* Required action A: Rewrite the article on New Zealand's GP shortage. Begin at the words "A pharmacist assists", stop after "most rural areas.", and replace "primary care" with "general practice".
* Required action B: Carry on the article about New Zealand's GP shortage from its last sentence.

* Text segment:
____________

April 16, 2026

Who treats your staff when one in four Kiwis can’t see a GP?

A pharmacist assists a customer at a vintage wooden pharmacy counter indoors.

New Zealand spends just 6% of its total health budget on primary care, against an OECD average of 14%. That chronic underspend has produced a workforce crisis so severe the government is quietly conscripting pharmacists to plug the gap. For employers watching staff burn sick leave on conditions that should take a day to resolve, this is not an abstract policy debate. It is a direct productivity drain.

The GP pipeline is running dry

The RNZCGP’s 2024 Workforce Survey paints a grim picture. The median GP age is 51. Seventeen percent are at or past retirement age, with 6% aged 70 or older. Average weekly hours rose from 35.9 in 2022 to 38.1 in 2024, because fewer GPs are doing the same volume of work. Only 61.9% of their time goes to patient consultations. And just 2% of GPs work in the most rural areas.

The result is predictable. 25.7% of adult New Zealanders cannot access their GP in a timely manner. For children, the figure is 18.5%. GP teams still handle 24 million patient encounters annually, seventeen times the volume of emergency departments, but the cracks are visible everywhere.

____________

* Supplied information:
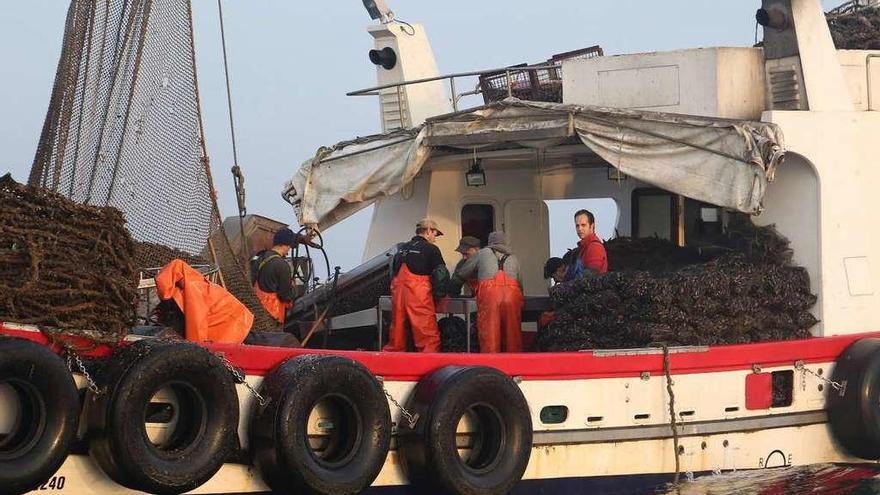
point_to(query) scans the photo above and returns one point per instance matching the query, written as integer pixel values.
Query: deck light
(475, 176)
(378, 9)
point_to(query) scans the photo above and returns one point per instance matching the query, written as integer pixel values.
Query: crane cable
(237, 175)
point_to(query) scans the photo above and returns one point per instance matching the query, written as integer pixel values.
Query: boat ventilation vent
(785, 88)
(783, 386)
(554, 415)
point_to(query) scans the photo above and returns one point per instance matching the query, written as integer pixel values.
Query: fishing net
(743, 288)
(124, 129)
(65, 265)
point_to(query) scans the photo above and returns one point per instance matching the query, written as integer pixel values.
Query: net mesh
(124, 129)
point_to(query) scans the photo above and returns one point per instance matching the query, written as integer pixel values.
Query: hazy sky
(292, 62)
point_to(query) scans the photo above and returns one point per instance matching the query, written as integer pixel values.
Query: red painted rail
(256, 360)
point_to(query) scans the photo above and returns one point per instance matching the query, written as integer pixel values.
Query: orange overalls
(412, 300)
(499, 312)
(276, 308)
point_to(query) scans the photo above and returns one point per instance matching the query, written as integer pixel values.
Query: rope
(672, 422)
(237, 176)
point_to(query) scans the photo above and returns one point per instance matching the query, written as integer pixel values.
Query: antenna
(378, 9)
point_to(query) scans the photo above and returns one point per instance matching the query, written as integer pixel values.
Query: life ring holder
(202, 421)
(326, 427)
(498, 422)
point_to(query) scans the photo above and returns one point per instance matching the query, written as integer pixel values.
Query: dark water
(830, 479)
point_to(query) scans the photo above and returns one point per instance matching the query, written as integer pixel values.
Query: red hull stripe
(545, 366)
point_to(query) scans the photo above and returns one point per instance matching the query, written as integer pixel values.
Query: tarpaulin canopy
(719, 161)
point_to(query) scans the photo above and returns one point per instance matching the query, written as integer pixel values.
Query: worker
(271, 274)
(467, 247)
(419, 274)
(499, 295)
(555, 269)
(592, 258)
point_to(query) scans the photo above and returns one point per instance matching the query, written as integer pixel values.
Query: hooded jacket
(483, 265)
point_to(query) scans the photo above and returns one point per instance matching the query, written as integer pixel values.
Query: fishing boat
(664, 135)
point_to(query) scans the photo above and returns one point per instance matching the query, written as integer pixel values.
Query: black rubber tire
(855, 414)
(429, 452)
(279, 431)
(39, 443)
(207, 417)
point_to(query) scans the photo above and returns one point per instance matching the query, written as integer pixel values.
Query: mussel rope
(237, 175)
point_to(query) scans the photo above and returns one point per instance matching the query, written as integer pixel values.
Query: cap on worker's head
(284, 237)
(551, 266)
(466, 243)
(427, 223)
(497, 237)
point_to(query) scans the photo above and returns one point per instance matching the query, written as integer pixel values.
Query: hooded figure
(499, 295)
(419, 273)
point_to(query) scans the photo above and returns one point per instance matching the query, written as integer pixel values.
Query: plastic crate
(519, 81)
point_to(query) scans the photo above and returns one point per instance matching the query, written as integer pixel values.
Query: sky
(291, 63)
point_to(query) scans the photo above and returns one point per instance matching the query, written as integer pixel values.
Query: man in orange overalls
(418, 269)
(499, 295)
(273, 281)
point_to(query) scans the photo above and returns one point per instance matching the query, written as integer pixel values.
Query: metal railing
(507, 72)
(868, 77)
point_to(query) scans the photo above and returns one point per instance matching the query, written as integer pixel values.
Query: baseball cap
(551, 266)
(427, 223)
(466, 243)
(284, 237)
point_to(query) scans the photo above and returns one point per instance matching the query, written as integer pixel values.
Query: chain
(73, 358)
(839, 386)
(411, 418)
(240, 378)
(672, 422)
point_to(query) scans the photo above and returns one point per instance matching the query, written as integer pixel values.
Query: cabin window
(656, 214)
(653, 214)
(561, 221)
(554, 415)
(478, 220)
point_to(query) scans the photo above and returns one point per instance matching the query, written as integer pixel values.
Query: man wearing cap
(499, 295)
(419, 274)
(592, 258)
(467, 247)
(554, 269)
(271, 273)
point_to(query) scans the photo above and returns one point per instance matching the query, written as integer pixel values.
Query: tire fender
(340, 400)
(854, 411)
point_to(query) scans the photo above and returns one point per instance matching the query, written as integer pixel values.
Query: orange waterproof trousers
(499, 314)
(273, 304)
(412, 301)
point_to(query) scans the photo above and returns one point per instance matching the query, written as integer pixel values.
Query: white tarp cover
(723, 162)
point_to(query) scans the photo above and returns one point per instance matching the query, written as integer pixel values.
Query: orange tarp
(212, 314)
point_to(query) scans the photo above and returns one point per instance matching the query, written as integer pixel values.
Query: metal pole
(868, 72)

____________

* Expected answer A:
A pharmacist assists a customer at a vintage wooden pharmacy counter indoors.

New Zealand spends just 6% of its total health budget on general practice, against an OECD average of 14%. That chronic underspend has produced a workforce crisis so severe the government is quietly conscripting pharmacists to plug the gap. For employers watching staff burn sick leave on conditions that should take a day to resolve, this is not an abstract policy debate. It is a direct productivity drain.

The GP pipeline is running dry

The RNZCGP’s 2024 Workforce Survey paints a grim picture. The median GP age is 51. Seventeen percent are at or past retirement age, with 6% aged 70 or older. Average weekly hours rose from 35.9 in 2022 to 38.1 in 2024, because fewer GPs are doing the same volume of work. Only 61.9% of their time goes to patient consultations. And just 2% of GPs work in the most rural areas.

* Expected answer B:
Pharmacies are absorbing the overflow without being paid for it

Community pharmacies have become the de facto first point of contact. A PSNZ workforce survey found an 80% increase in requests from patients unable to access general practice, a 54% jump in minor condition queries, and a 43% rise for more serious conditions.

Whangarei pharmacist Iain Buchanan, with 30 years of experience, confirms the shift. He reports spending up to 20 minutes per patient on what amounts to unfunded clinical work: “You are not funded for that so you have to sell something over the counter to pay wages.” A University of Otago study found 15-50% of pharmacist daily activities are unfunded customer services. Pharmacy Guild CEO Andrew Gaudin calls it “a vital, but unfunded, triage and referral role.”

Meanwhile, the network is shrinking. By September 2025, 1.8 million New Zealanders accessed community pharmacy services monthly, up from 1.69 million in 2022. But pharmacy numbers fell from 1,091 to 1,069. Pakuranga pharmacist Vicky Chan told Newsroom there have been nearly 100 community pharmacy closures since 2020 in east Auckland alone.

The model that works is about to lose its funding

The most promising reform is the Comprehensive Primary and Community Care Teams programme, which embeds pharmacist prescribers directly inside GP practices. Dr Kavi Deo of Grey Lynn Family Medical Centre described it as “transformative”, with patients now booking directly with pharmacists for medication management. ProCare CEO Bindi Norwell says it “helps free up GP time for the complex care only they can provide.”

The problem is that CPCT funding was set to end on 30 June 2026. PSNZ, CAPA, and the Maori Pharmacists Association issued a joint statement calling for continuation, with PSNZ president Michael Hammond warning that expanded skill mix in general practice teams “is increasing public access to healthcare and improving health outcomes.” Pulling the funding would unwind years of progress just as the model proves its value.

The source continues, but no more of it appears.